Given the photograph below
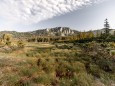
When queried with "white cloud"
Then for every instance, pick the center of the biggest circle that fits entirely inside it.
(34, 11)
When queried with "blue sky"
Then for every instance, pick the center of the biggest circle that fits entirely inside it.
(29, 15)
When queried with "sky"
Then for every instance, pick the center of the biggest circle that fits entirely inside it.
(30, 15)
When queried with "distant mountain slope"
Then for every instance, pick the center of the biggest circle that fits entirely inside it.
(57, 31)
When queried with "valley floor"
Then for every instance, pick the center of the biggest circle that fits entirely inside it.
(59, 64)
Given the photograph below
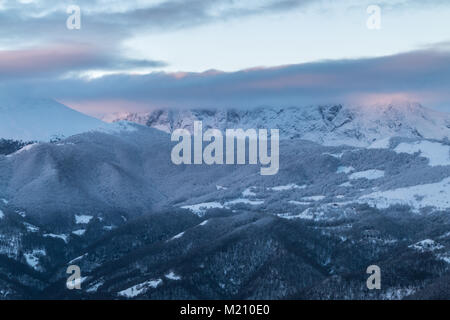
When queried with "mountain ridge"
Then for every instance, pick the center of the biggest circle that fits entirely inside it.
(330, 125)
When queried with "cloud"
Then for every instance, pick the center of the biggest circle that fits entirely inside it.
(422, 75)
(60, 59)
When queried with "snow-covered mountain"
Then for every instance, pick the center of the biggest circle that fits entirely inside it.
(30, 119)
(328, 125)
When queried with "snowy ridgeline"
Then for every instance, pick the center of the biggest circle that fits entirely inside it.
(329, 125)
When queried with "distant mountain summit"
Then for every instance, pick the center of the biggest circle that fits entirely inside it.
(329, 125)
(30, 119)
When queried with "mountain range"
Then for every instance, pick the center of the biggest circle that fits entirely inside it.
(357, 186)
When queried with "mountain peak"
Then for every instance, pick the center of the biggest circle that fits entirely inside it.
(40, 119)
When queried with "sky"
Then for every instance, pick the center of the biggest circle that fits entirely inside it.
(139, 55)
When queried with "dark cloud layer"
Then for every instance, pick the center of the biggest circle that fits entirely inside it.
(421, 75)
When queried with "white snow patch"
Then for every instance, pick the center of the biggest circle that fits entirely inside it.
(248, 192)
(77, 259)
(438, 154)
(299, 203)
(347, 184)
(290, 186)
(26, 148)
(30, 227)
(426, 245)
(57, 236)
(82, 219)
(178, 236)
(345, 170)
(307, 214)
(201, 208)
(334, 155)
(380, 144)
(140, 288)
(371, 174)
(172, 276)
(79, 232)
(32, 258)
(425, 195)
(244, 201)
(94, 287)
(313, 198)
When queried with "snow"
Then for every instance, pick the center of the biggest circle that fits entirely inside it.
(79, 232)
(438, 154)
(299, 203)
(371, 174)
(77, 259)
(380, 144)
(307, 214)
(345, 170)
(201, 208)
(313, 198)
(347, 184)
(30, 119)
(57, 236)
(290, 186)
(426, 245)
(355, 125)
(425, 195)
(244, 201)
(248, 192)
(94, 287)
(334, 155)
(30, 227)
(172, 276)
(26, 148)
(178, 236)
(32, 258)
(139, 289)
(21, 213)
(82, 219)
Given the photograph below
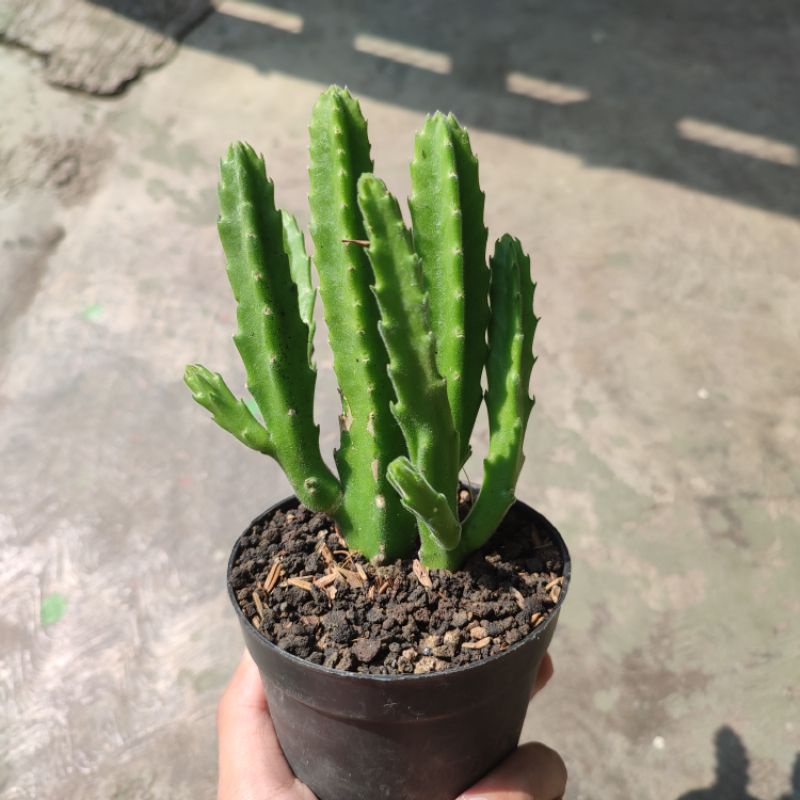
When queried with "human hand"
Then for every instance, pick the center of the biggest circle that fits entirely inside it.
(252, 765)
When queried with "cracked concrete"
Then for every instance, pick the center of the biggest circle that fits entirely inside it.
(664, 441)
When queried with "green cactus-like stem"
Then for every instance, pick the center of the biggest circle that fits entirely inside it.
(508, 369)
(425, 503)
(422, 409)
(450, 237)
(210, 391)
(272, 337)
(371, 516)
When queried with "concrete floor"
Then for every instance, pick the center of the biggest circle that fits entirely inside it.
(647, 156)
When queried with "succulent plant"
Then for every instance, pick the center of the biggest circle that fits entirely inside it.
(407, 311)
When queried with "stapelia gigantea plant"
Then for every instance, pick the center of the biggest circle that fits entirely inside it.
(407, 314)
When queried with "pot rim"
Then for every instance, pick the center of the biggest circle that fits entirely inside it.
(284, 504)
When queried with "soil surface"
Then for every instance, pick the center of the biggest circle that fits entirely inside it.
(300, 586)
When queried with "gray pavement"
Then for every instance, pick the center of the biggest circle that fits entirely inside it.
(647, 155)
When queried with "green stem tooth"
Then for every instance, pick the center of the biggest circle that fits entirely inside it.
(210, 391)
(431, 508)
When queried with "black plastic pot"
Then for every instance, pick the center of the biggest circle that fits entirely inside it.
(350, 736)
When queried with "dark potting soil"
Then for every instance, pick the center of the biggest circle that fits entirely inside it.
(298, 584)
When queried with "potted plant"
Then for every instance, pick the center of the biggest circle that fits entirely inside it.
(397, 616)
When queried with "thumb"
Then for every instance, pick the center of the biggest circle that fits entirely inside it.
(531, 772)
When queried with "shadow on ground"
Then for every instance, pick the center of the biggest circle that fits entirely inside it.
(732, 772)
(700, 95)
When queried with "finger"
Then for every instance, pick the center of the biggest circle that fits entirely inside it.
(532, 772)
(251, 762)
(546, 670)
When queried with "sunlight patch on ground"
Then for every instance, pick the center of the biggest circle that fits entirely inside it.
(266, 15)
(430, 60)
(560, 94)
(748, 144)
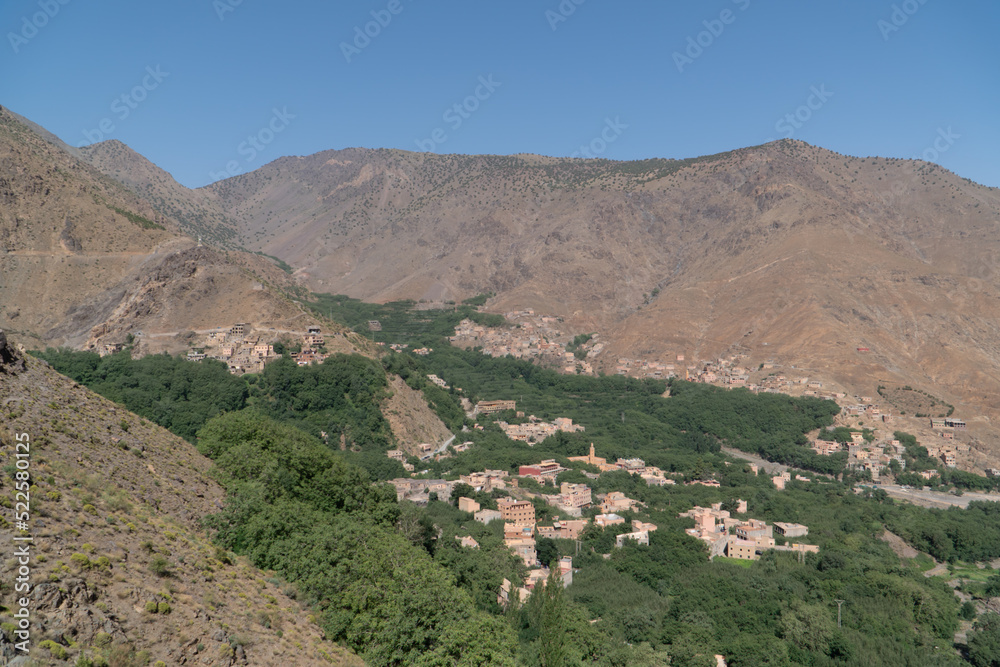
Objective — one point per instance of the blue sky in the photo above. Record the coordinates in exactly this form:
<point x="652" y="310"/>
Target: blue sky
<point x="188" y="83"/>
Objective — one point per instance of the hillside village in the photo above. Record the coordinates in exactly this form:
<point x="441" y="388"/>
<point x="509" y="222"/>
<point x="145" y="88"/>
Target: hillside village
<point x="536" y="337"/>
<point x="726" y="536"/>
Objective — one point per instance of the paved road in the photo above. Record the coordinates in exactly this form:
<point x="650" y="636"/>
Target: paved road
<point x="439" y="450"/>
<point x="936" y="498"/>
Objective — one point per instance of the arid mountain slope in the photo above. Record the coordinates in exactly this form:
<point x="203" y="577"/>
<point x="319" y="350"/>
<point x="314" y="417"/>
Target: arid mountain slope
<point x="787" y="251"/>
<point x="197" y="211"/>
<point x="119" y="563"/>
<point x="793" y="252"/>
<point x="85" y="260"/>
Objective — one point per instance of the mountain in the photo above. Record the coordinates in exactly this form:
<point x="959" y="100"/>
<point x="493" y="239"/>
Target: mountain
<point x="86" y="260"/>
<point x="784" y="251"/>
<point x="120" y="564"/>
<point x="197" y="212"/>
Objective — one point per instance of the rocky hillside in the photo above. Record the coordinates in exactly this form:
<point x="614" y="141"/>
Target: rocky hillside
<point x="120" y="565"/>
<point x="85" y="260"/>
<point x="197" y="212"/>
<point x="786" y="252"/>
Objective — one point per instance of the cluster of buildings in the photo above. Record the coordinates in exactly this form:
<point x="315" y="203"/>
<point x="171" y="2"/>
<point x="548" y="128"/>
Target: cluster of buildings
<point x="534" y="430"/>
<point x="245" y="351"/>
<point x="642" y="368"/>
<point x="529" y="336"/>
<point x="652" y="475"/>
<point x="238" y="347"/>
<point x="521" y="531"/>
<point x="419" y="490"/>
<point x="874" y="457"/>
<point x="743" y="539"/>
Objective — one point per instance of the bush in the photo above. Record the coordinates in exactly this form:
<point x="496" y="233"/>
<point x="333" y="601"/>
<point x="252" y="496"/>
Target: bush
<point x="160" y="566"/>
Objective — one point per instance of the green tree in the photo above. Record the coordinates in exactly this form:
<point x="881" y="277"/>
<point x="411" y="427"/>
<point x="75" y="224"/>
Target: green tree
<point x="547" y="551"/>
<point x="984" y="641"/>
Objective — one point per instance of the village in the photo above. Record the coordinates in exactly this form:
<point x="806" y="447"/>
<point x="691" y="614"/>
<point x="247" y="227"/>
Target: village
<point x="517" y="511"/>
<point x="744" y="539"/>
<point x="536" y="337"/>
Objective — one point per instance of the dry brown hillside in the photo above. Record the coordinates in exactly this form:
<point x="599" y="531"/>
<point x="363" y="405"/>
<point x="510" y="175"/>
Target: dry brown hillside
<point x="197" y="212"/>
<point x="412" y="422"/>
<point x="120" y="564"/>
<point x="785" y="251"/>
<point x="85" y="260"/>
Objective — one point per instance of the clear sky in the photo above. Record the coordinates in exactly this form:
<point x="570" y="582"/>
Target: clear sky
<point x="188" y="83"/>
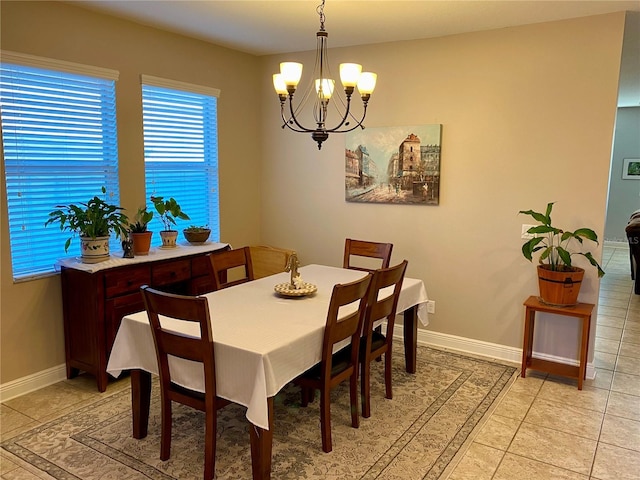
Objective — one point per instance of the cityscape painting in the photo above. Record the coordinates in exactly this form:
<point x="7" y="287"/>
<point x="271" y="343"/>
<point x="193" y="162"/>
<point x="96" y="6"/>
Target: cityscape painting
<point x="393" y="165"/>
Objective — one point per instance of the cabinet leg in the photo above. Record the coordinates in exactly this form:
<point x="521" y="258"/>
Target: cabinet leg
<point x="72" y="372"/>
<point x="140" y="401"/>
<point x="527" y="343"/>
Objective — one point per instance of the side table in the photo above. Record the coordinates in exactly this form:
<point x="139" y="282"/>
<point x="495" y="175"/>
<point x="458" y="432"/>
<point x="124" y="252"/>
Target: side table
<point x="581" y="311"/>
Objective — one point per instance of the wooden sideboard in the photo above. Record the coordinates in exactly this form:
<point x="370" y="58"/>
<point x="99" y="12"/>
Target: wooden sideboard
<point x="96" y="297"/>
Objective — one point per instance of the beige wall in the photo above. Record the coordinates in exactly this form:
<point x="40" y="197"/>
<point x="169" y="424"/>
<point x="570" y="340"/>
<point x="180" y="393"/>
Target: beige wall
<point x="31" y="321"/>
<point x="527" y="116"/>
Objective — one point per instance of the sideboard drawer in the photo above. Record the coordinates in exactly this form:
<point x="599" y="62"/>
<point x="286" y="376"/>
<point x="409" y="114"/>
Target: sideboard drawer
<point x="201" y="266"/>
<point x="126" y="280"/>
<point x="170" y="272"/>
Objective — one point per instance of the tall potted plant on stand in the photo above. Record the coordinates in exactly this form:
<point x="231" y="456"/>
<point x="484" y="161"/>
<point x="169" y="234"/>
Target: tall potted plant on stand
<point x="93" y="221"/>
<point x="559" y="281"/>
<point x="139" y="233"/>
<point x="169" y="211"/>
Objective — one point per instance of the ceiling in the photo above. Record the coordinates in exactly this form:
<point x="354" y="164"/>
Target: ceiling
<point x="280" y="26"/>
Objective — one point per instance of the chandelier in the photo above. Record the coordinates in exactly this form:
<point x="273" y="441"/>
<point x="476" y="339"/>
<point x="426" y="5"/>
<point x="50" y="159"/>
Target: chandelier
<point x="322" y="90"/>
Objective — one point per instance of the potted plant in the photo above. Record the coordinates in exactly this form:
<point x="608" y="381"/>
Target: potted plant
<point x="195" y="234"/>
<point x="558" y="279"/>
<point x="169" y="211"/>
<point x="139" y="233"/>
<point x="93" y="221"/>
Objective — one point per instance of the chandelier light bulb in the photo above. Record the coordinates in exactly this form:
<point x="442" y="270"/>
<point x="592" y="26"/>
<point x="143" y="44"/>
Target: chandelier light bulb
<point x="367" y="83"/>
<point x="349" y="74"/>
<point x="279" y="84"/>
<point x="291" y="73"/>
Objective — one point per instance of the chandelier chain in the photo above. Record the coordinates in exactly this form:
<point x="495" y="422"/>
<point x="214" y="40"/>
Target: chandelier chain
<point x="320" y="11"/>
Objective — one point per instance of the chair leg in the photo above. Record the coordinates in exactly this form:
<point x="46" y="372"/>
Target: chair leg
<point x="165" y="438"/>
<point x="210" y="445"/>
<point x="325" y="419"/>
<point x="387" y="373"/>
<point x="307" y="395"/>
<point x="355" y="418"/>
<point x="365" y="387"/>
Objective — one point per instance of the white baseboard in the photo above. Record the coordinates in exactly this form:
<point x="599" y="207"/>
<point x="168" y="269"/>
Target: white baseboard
————
Every line above holding the string "dark" should be listed.

When queried with "dark cloud layer"
When queried with "dark potting soil"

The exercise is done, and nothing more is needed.